Required work:
Rewrite the stretch of the simplicial homology text from "DfPersistent Homology" through "on pairwise distances.", putting "finite point set" wherever "point cloud" appears.
[start Text provided]
DfSimplicial Complex

An abstract simplicial complex $K$ on a vertex set $V$ is a collection of finite subsets of $V$ (simplices) closed under taking subsets. A simplex $\{v_0, \ldots, v_k\}$ has dimension $k$ . The geometric realization embeds $K$ in Euclidean space as a union of simplices. Examples: graph (1-complex), triangle mesh (2-complex), tetrahedralization (3-complex). The $f$ -vector $(f_0, f_1, \ldots, f_d)$ counts the number of simplices in each dimension.

DfSimplicial Homology

The $k$ -th chain group $C_k(K)$ is the free abelian group generated by $k$ -simplices. The boundary operator $\partial_k: C_k \to C_{k-1}$ maps each $k$ -simplex to its oriented boundary. The $k$ -th homology group is $H_k(K) = \ker \partial_k / \text{im } \partial_{k+1}$ , and the $k$ -th Betti number is $\beta_k = \text{rank}(H_k)$ . Homology measures "holes" in each dimension.

DfPersistent Homology

Given a filtration of simplicial complexes $\emptyset = K_0 \subseteq K_1 \subseteq \cdots \subseteq K_m = K$ , persistent homology tracks the birth and death of homological features (connected components, loops, voids) as the filtration parameter increases. A feature born at scale $b$ and dying at scale $d$ has persistence $d - b$ ; features with high persistence are considered "real" structure, while short-lived features are attributed to noise.

DfVietoris-Rips Complex

For a point cloud $X$ and parameter $\epsilon > 0$ , the Vietoris-Rips complex $\text{VR}(X, \epsilon)$ includes a simplex $\{x_{i_0}, \ldots, x_{i_k}\}$ if $d(x_{i_j}, x_{i_l}) \leq \epsilon$ for all $j, l$ . As $\epsilon$ increases, more simplices are added, creating a filtration. The Rips complex is commonly used in TDA because it depends only on pairwise distances.
[end Text provided]
[start Information provided]
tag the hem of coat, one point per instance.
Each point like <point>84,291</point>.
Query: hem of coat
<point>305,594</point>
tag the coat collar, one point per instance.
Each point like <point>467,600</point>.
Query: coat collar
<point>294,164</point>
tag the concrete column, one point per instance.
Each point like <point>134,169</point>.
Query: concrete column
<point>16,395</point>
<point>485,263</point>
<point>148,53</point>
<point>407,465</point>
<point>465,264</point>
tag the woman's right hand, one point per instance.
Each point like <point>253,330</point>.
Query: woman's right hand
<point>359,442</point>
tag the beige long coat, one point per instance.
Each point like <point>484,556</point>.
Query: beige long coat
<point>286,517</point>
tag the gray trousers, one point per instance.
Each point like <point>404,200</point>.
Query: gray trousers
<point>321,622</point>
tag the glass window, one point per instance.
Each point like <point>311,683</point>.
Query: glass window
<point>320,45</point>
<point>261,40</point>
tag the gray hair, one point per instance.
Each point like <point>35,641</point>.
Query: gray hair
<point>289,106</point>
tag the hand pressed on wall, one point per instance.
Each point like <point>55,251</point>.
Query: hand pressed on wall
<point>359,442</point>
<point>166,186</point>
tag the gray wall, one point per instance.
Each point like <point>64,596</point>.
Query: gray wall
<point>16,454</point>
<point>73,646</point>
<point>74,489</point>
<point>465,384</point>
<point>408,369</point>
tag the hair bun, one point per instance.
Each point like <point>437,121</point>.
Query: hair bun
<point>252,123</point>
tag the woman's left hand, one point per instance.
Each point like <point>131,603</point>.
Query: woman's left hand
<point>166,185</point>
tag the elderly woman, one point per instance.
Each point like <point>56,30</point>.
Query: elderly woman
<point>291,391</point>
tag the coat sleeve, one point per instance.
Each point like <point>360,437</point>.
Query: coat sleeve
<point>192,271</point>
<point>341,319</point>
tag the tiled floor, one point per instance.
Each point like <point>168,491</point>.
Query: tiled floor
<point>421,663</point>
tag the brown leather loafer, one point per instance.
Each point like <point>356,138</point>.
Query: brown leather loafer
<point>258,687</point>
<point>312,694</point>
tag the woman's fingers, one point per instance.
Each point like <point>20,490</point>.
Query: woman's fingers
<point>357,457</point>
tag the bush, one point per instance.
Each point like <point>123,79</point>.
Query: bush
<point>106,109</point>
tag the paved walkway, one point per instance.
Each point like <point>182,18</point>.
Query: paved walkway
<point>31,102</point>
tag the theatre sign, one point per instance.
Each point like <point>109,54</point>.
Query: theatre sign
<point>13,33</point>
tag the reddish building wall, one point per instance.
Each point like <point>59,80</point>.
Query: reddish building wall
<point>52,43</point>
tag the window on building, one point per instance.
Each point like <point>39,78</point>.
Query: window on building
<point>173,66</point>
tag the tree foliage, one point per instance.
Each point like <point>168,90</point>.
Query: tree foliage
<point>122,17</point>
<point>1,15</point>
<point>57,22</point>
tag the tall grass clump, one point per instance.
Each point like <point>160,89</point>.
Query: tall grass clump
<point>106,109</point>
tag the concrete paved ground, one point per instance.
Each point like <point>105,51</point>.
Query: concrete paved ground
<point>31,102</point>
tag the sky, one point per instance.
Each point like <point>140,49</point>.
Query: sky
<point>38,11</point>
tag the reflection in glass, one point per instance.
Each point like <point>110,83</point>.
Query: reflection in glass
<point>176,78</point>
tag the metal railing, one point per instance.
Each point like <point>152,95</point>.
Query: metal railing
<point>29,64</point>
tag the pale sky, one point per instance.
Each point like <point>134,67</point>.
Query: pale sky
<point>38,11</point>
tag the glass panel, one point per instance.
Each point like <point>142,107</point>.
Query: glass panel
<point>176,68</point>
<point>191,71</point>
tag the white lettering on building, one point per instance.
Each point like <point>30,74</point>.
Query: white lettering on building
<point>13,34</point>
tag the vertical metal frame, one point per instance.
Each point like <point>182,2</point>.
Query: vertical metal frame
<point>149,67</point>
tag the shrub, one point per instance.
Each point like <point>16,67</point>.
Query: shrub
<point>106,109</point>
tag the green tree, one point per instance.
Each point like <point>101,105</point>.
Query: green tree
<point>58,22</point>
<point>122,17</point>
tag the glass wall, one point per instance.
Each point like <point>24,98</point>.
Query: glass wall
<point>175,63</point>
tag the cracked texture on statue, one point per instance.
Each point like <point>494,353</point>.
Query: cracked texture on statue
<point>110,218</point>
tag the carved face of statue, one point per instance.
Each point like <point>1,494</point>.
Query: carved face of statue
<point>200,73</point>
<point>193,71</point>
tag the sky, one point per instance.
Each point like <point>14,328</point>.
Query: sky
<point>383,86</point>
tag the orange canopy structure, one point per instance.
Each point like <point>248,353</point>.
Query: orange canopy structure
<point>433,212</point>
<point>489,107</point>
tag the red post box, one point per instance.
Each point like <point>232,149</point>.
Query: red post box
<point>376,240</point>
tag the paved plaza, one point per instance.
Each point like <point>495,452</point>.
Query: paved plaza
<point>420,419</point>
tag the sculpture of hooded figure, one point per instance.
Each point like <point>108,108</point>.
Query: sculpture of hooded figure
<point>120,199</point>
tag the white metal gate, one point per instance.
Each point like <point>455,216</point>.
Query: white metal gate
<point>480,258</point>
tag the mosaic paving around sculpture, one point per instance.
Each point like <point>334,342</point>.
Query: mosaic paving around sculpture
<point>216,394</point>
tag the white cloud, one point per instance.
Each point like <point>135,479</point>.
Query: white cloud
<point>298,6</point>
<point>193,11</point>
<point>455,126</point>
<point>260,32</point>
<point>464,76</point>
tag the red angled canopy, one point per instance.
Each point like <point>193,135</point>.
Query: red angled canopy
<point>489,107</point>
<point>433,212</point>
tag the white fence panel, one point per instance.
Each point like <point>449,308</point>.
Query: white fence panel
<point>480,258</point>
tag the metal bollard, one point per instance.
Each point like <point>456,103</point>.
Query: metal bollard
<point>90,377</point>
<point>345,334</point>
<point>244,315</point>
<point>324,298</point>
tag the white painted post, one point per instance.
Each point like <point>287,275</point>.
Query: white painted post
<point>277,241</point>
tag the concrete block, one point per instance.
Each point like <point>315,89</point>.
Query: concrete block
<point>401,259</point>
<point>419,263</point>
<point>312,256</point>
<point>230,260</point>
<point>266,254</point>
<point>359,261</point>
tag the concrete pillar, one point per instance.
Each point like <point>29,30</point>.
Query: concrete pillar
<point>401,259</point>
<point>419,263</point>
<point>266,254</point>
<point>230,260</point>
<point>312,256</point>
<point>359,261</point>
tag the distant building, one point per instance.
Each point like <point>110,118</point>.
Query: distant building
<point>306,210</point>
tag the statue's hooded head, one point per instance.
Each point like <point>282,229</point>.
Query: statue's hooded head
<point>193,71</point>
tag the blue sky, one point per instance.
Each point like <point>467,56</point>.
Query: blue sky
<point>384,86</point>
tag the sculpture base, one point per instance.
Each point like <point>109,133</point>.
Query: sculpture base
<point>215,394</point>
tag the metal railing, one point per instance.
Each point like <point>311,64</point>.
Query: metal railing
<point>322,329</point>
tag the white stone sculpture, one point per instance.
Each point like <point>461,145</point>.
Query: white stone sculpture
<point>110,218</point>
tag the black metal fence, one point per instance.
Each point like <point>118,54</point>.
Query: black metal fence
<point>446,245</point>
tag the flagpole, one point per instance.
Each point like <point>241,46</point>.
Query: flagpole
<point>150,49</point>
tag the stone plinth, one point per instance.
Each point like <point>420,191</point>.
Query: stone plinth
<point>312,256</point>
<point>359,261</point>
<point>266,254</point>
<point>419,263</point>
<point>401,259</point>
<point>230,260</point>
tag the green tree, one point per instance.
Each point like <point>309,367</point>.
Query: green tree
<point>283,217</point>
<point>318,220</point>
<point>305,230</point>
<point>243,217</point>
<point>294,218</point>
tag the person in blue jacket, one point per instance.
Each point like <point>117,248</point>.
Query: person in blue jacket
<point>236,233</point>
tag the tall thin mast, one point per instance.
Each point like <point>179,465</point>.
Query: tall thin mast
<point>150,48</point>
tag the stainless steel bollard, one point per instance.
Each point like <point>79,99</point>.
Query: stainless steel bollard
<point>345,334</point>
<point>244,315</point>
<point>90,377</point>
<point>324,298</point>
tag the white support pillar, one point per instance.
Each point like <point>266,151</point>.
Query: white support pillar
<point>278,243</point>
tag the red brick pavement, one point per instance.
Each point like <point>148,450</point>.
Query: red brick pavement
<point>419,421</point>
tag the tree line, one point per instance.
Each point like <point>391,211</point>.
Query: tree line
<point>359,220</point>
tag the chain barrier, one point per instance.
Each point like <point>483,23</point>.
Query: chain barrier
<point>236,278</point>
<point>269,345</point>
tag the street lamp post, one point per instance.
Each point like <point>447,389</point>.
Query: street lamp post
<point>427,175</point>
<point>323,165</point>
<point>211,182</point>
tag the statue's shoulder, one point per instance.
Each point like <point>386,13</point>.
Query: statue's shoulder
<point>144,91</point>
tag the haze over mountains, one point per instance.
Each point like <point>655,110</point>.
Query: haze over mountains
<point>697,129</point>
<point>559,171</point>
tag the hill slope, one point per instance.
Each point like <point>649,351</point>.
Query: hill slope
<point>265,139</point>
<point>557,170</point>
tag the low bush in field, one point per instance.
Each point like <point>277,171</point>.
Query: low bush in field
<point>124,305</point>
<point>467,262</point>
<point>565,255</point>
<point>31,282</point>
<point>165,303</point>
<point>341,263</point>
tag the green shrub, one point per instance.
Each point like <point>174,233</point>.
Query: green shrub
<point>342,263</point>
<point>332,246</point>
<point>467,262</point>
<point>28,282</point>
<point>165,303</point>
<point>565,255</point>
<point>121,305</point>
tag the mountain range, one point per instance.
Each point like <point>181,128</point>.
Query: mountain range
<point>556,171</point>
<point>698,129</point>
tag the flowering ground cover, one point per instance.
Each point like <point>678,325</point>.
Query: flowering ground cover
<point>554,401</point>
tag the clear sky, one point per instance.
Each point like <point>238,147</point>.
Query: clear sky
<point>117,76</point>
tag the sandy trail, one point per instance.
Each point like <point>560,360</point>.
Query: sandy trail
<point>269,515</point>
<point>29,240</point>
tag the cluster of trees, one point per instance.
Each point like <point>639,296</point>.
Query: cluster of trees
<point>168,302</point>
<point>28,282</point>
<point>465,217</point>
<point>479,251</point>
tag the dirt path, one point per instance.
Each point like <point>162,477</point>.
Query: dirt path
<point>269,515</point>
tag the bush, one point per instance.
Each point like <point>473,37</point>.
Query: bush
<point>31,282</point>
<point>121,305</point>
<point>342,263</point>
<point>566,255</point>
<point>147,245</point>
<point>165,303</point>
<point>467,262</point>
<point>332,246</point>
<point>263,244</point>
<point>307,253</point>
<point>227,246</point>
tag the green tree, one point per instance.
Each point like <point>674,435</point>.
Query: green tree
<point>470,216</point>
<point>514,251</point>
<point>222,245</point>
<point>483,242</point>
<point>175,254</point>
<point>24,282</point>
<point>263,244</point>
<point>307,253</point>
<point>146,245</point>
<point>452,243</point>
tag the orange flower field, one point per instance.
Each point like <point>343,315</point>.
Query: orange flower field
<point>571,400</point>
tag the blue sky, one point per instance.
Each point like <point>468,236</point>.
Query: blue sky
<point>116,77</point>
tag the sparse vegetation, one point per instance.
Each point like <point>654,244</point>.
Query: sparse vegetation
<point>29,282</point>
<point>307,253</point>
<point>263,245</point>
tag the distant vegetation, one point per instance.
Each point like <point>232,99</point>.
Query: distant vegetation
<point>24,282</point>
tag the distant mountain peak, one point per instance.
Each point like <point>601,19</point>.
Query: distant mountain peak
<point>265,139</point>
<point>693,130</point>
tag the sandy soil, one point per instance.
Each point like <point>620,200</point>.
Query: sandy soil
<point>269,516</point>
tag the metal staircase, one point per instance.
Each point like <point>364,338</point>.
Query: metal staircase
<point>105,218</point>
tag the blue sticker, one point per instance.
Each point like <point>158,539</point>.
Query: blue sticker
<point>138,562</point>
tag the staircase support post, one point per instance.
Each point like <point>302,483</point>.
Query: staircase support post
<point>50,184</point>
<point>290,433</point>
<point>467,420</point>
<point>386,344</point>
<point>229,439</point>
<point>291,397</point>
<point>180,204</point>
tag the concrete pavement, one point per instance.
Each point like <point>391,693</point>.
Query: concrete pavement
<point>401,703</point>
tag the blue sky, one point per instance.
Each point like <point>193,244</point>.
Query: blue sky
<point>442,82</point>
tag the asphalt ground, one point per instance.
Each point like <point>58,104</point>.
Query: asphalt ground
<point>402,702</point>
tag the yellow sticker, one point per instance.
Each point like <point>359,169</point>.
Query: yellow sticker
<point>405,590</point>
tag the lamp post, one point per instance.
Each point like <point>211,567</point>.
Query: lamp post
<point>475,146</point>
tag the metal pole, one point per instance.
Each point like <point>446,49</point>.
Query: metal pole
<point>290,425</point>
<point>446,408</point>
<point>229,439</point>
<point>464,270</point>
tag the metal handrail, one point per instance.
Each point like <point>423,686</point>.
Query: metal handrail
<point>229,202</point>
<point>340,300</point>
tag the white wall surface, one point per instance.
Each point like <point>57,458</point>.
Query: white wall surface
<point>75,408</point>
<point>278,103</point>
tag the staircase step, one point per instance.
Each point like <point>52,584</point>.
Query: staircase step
[end Information provided]
Final result:
DfPersistent Homology

Given a filtration of simplicial complexes $\emptyset = K_0 \subseteq K_1 \subseteq \cdots \subseteq K_m = K$ , persistent homology tracks the birth and death of homological features (connected components, loops, voids) as the filtration parameter increases. A feature born at scale $b$ and dying at scale $d$ has persistence $d - b$ ; features with high persistence are considered "real" structure, while short-lived features are attributed to noise.

DfVietoris-Rips Complex

For a finite point set $X$ and parameter $\epsilon > 0$ , the Vietoris-Rips complex $\text{VR}(X, \epsilon)$ includes a simplex $\{x_{i_0}, \ldots, x_{i_k}\}$ if $d(x_{i_j}, x_{i_l}) \leq \epsilon$ for all $j, l$ . As $\epsilon$ increases, more simplices are added, creating a filtration. The Rips complex is commonly used in TDA because it depends only on pairwise distances.